(Collected data entries)
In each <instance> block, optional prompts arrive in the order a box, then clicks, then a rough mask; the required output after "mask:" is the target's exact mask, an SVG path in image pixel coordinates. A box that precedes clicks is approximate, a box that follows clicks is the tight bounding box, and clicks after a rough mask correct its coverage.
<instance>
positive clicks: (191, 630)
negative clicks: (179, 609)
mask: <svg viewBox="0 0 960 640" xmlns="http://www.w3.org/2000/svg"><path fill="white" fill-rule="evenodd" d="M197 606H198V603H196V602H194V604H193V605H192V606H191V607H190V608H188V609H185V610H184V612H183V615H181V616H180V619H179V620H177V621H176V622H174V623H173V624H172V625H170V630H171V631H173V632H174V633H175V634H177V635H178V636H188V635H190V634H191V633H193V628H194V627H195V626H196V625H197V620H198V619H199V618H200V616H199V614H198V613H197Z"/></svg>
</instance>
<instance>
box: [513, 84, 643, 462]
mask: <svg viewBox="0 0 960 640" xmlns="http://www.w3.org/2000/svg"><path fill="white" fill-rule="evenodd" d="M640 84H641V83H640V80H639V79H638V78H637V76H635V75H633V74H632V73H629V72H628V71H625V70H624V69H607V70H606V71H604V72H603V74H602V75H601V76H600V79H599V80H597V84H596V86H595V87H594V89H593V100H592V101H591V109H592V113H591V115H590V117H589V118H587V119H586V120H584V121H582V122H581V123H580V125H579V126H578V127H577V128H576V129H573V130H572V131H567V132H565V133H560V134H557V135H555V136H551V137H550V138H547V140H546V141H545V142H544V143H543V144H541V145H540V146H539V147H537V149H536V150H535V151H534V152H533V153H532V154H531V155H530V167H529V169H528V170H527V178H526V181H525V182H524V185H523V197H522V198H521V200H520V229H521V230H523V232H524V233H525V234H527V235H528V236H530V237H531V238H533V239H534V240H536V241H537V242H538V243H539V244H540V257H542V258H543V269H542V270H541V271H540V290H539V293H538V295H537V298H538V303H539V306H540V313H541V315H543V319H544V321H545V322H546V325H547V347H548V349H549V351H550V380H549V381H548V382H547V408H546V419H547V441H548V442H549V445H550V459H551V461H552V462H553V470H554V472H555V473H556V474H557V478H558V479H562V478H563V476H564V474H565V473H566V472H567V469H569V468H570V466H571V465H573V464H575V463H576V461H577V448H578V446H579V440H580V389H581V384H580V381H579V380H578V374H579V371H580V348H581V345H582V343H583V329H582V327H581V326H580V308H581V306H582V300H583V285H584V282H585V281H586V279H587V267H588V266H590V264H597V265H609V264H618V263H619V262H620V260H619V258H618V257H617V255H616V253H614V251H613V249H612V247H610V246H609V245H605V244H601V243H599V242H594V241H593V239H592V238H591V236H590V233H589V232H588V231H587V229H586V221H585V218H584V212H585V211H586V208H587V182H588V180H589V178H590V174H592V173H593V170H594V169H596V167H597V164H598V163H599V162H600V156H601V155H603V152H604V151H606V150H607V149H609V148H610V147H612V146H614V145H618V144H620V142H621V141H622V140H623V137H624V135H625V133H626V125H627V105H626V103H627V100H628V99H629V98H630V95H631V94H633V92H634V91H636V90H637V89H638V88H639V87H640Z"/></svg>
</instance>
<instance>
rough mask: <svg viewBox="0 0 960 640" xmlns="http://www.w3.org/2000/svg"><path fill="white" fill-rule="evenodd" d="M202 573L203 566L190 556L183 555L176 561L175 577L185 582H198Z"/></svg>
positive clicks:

◆ **Try it**
Copy out the records above without altering anything.

◆ **Solution for this problem**
In each <instance> block, optional prompts arrive in the order a box, then clicks, then a rough mask; the required output after "mask:" is the target's exact mask, an SVG path in image pixel coordinates. A box that precedes clicks is approximate, a box that follows clicks is the tight bounding box, and clicks after a rough mask correct its coverage.
<instance>
positive clicks: (191, 630)
negative clicks: (179, 609)
mask: <svg viewBox="0 0 960 640" xmlns="http://www.w3.org/2000/svg"><path fill="white" fill-rule="evenodd" d="M197 606H198V603H196V602H194V604H193V605H192V606H191V607H190V608H188V609H185V610H184V612H183V615H181V616H180V619H179V620H177V621H176V622H174V623H173V624H172V625H170V630H171V631H173V632H174V633H175V634H177V635H178V636H188V635H190V634H191V633H193V628H194V627H195V626H196V625H197V620H198V619H199V618H200V616H199V614H198V613H197Z"/></svg>
</instance>
<instance>
box: [513, 84, 643, 462]
mask: <svg viewBox="0 0 960 640" xmlns="http://www.w3.org/2000/svg"><path fill="white" fill-rule="evenodd" d="M640 84H641V83H640V80H639V79H638V78H637V76H635V75H633V74H632V73H629V72H628V71H625V70H624V69H607V70H606V71H604V72H603V74H602V75H601V76H600V79H599V80H597V84H596V86H595V87H594V89H593V100H592V101H591V109H592V113H591V115H590V117H589V118H587V119H586V120H584V121H582V122H581V123H580V125H579V126H578V127H577V128H576V129H573V130H572V131H567V132H565V133H560V134H557V135H555V136H551V137H550V138H547V140H546V141H545V142H544V143H543V144H541V145H540V146H539V147H537V149H536V150H535V151H534V152H533V153H532V154H531V155H530V167H529V169H528V170H527V178H526V181H525V182H524V185H523V197H522V198H521V200H520V229H521V230H523V232H524V233H525V234H527V235H528V236H530V237H531V238H533V239H534V240H536V241H537V242H538V243H539V244H540V257H542V258H543V269H542V270H541V271H540V290H539V293H538V295H537V298H538V303H539V306H540V313H541V315H543V319H544V321H545V322H546V325H547V347H548V349H549V351H550V380H549V381H548V382H547V408H546V419H547V441H548V442H549V445H550V459H551V461H552V462H553V470H554V472H555V473H556V474H557V478H558V479H562V478H563V476H564V474H565V473H566V472H567V469H569V468H570V466H571V465H573V464H575V463H576V461H577V448H578V446H579V440H580V389H581V384H580V381H579V380H578V374H579V371H580V348H581V345H582V343H583V329H582V327H581V326H580V308H581V306H582V300H583V285H584V282H585V281H586V279H587V267H588V266H590V264H597V265H609V264H618V263H619V262H620V260H619V258H618V257H617V255H616V253H614V251H613V249H612V247H610V246H609V245H605V244H601V243H599V242H594V241H593V239H592V238H591V236H590V233H589V232H588V231H587V229H586V221H585V218H584V212H585V211H586V208H587V182H588V180H589V178H590V174H592V173H593V170H594V169H596V167H597V164H598V163H599V162H600V156H601V155H603V152H604V151H606V150H607V149H609V148H610V147H612V146H614V145H618V144H620V142H621V141H622V140H623V137H624V135H625V133H626V125H627V105H626V103H627V100H628V99H629V98H630V95H631V94H633V92H634V91H636V90H637V89H638V88H639V87H640Z"/></svg>
</instance>
<instance>
rough mask: <svg viewBox="0 0 960 640" xmlns="http://www.w3.org/2000/svg"><path fill="white" fill-rule="evenodd" d="M202 573L203 566L190 556L183 555L176 561L175 577L185 582H198Z"/></svg>
positive clicks:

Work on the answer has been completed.